● **DATASET**
· · · · · · ·
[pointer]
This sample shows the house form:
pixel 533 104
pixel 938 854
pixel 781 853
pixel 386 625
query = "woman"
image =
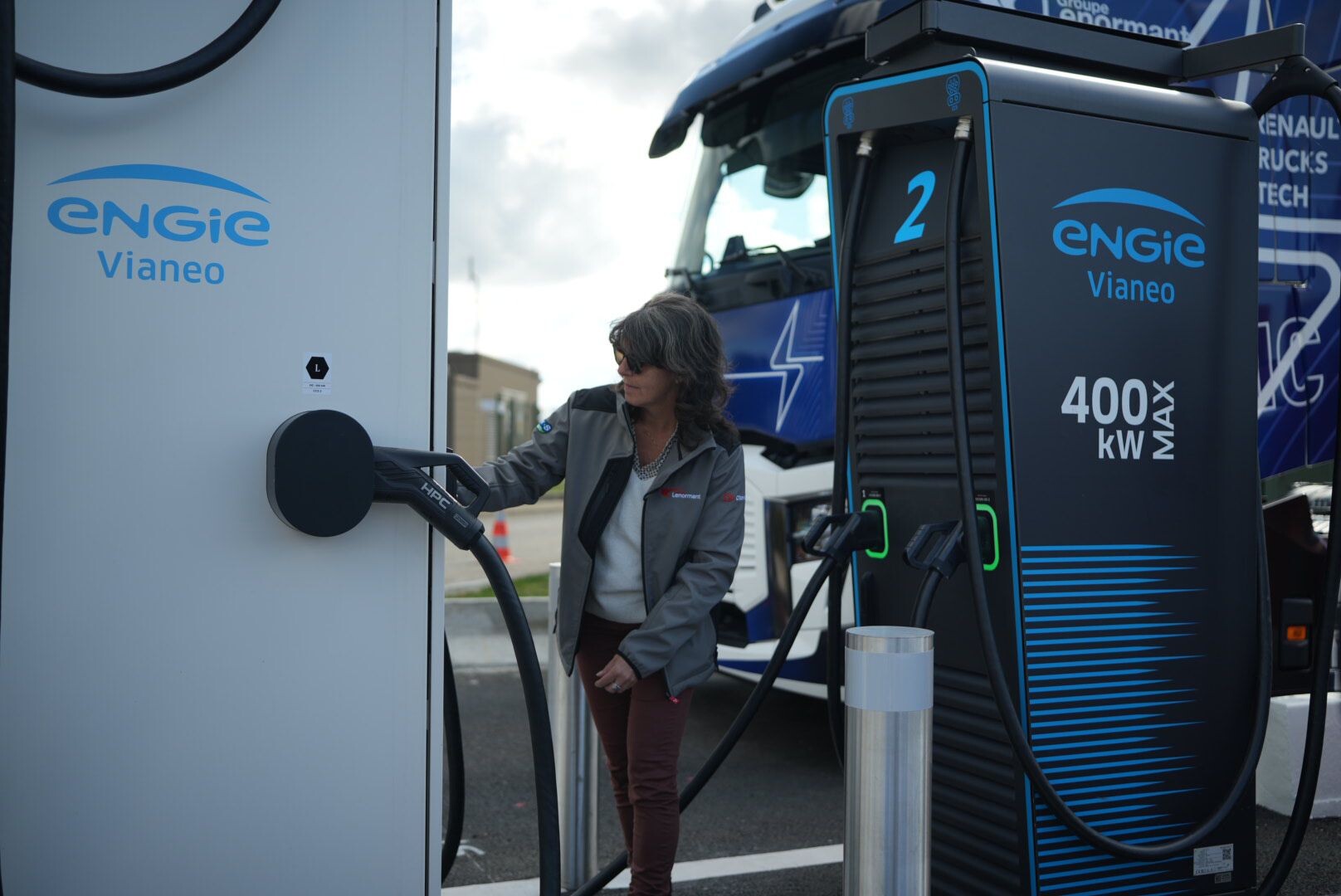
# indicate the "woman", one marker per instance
pixel 653 518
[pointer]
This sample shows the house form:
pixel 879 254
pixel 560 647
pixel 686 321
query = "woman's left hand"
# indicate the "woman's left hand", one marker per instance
pixel 617 676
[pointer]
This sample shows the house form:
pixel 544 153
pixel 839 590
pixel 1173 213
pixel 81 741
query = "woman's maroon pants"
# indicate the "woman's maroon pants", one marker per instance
pixel 640 730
· · · · · · ·
Produce exactly the lines from the one containing "pixel 879 254" through the final line of the records above, both included, and no others.

● **SOLUTION FOR THIS EXERCISE**
pixel 879 254
pixel 560 647
pixel 686 321
query = "woman's left hand"
# indicate the "woman's left hand", one marker per instance
pixel 617 676
[pointer]
This sample shows the house form:
pixel 544 153
pixel 839 590
pixel 1173 213
pixel 81 741
query = "woman's maroon pants"
# indicate the "woman's maroon pants", one marker per instance
pixel 640 730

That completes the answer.